Stored items from a collection
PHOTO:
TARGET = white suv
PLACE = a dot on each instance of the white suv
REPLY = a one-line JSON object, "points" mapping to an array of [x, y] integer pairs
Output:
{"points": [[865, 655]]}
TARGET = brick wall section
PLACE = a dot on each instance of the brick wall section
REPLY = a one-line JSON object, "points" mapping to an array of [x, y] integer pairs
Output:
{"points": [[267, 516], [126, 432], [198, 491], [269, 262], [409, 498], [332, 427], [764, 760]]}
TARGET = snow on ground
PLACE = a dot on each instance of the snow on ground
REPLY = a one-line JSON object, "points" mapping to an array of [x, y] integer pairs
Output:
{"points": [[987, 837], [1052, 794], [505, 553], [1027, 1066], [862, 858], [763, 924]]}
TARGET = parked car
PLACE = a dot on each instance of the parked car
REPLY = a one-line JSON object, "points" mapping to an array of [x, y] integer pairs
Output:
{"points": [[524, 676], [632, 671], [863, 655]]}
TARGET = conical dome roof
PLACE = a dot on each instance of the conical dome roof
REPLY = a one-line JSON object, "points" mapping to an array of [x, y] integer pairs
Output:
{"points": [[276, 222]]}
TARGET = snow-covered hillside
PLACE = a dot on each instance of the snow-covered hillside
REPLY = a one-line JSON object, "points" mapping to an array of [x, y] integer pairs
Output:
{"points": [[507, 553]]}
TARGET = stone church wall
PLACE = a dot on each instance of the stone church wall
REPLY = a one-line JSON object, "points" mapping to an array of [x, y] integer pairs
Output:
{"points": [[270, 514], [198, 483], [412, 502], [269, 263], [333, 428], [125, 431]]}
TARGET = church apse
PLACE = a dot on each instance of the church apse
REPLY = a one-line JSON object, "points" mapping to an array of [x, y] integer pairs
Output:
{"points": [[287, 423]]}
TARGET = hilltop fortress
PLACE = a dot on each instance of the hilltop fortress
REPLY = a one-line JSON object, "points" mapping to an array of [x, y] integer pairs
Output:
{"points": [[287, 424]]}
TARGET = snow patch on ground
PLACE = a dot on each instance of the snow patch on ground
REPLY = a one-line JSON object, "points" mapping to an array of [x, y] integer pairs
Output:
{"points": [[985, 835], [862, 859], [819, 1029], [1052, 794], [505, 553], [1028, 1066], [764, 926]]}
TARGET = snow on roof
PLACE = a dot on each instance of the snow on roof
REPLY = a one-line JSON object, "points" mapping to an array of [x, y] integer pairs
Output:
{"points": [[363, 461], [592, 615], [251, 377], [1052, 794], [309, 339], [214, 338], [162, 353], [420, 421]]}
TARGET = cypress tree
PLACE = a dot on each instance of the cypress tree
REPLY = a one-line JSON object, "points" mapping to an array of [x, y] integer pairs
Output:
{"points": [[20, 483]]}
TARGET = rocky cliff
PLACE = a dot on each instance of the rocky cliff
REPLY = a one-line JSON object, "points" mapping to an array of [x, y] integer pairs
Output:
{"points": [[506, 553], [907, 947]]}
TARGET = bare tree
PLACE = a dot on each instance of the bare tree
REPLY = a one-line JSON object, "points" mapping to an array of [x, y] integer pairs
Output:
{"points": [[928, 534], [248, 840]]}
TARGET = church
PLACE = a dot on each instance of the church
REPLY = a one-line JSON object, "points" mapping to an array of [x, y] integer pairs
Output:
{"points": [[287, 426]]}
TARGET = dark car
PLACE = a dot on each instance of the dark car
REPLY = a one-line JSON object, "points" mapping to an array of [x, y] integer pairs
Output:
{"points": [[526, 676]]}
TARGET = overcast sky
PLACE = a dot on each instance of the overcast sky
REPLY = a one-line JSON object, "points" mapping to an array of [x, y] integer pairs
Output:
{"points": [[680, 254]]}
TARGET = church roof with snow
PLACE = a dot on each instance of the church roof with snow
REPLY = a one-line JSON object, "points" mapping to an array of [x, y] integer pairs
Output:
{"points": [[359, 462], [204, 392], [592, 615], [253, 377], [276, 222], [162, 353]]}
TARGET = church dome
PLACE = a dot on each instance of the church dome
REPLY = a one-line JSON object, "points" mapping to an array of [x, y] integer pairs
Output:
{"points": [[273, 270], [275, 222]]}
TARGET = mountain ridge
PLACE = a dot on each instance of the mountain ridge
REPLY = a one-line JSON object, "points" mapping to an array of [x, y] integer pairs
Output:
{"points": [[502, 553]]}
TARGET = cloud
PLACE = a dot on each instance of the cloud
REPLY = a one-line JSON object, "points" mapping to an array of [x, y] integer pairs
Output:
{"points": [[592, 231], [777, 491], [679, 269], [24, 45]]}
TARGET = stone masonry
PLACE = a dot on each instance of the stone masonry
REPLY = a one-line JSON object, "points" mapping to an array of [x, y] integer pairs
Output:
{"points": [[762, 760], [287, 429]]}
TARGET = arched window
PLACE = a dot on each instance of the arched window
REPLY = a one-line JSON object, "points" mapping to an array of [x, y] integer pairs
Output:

Task objective:
Set down all of the records shown above once more, exactly.

Answer to this task:
PHOTO:
TARGET = white suv
PLACE = a dot on each instance of the white suv
REPLY = a one-line JSON object, "points" mapping to an array of [x, y] integer pairs
Output:
{"points": [[865, 655]]}
TARGET = brick wall section
PLACE = a dot on each instance of the brick wall section
REPLY = a one-line JSON object, "points" mapping to an array of [x, y] integer pairs
Output:
{"points": [[267, 516], [126, 432], [198, 491], [269, 262], [409, 498], [332, 427], [764, 760]]}
TARGET = snow on ground
PLACE = a dot on each instance of the snow on ground
REPLY = a one-line JSON object, "points" mapping to an array of [x, y] integer pairs
Output:
{"points": [[987, 837], [1052, 794], [505, 553], [1027, 1066], [862, 858], [763, 924]]}
TARGET = parked car
PLACE = a dot on each instance of the parked car
REPLY = a one-line JSON object, "points" mapping to an array of [x, y] integer pairs
Output:
{"points": [[524, 676], [632, 671], [863, 655]]}
TARGET = conical dome roof
PLACE = a dot on each instance of the conical dome roof
REPLY = a one-line JSON object, "points" mapping to an array of [x, y] integer pairs
Output:
{"points": [[276, 222]]}
TARGET = snow-covered hillside
PLACE = a dot on each instance of the snow-covered hillside
REPLY = a one-line JSON object, "points" mapping to an array of [x, y] integer pairs
Output:
{"points": [[507, 553]]}
TARGET = stone church wall
PLACE = a dot on each instance of the stone church wall
REPLY = a one-line JSON object, "points" mapping to an array of [x, y] integer pairs
Output:
{"points": [[270, 514], [198, 483], [412, 502], [269, 263], [333, 428], [125, 431]]}
TARGET = church apse
PLACE = a dot on each instance of the church apse
REPLY = a one-line JSON object, "points" mapping to an array of [x, y] integer pairs
Output:
{"points": [[287, 423]]}
TARGET = hilltop fortress
PLACE = a dot on each instance of the hilltop fortress
REPLY = a one-line JSON object, "points" mapping to an array of [x, y] integer pairs
Output:
{"points": [[287, 424]]}
TARGET = snow patch on ground
PLACE = a dot on each instance of the snow patch on ground
REPLY = a one-line JSON object, "points" mapping to an array of [x, y] integer pairs
Output:
{"points": [[985, 835], [862, 859], [819, 1029], [1052, 794], [505, 553], [1028, 1066], [764, 926]]}
TARGET = snow on roof
PLACE = a dot on each instance of the snow on roof
REPLY = a one-line JSON object, "points" mapping to an array of [x, y] integer pairs
Output:
{"points": [[363, 461], [592, 615], [251, 377], [1052, 794], [309, 339], [214, 338], [162, 353], [420, 421]]}
TARGET = cypress tree
PLACE = a dot on each instance of the cypress tree
REPLY = a one-line JSON object, "points" mapping to an array of [x, y] integer pairs
Output:
{"points": [[20, 483]]}
TARGET = rocky cliff
PLACE = a dot on each instance of the rocky cliff
REPLY = a one-line JSON object, "points" mapping to an array of [x, y] integer pairs
Output:
{"points": [[506, 553], [907, 947]]}
TARGET = bare tree
PLACE = a dot on each instance of the bare tree
REPLY = a one-line JSON object, "points" mapping to an array of [x, y] integer pairs
Output:
{"points": [[928, 534], [248, 840]]}
TARGET = church
PLACE = a dot on each instance of the church
REPLY = a one-line JSON object, "points" mapping to an array of [x, y] integer pairs
Output:
{"points": [[287, 426]]}
TARGET = dark car
PLACE = a dot on each instance of the dark car
REPLY = a one-line JSON object, "points" mapping to an array of [x, y] integer pairs
Output:
{"points": [[526, 676]]}
TARGET = overcast sky
PLACE = a dot on each instance of the overcast sky
REPLY = a one-line JSON object, "points" mapping to an array of [x, y] integer pairs
Output:
{"points": [[680, 254]]}
TARGET = church roof with snow
PLACE = a dot on each instance of the church roof with snow
REPLY = a one-line JSON object, "points" mapping to an array of [x, y] integer pairs
Output:
{"points": [[359, 462], [204, 392], [592, 615], [253, 377], [276, 222], [162, 353]]}
TARGET = church dome
PLACE = a dot on each instance of the church dome
REPLY = a one-line JSON object, "points" mapping to an array of [x, y] integer pairs
Output:
{"points": [[273, 270], [275, 222]]}
TARGET = mountain ridge
PLACE = a dot on each instance of the mountain ridge
REPLY = a one-line JSON object, "points" mapping to an array of [x, y] integer pairs
Output:
{"points": [[502, 553]]}
TARGET = cloud
PLACE = a dot on each instance of the cloud
REPLY = a one-line JSON object, "points" mapping to an array of [x, y] integer pairs
Output:
{"points": [[592, 231], [777, 491], [679, 269], [24, 45]]}
TARGET = stone masonry
PLACE = a dot on each instance of the stone masonry
REPLY = a one-line JSON object, "points" mapping to an array of [x, y] integer pairs
Output:
{"points": [[762, 760], [287, 429]]}
TARGET = arched window
PLACE = a dot on each instance of the arched window
REPLY = a one-line JSON object, "points" mapping to an array of [x, y] integer pairs
Output:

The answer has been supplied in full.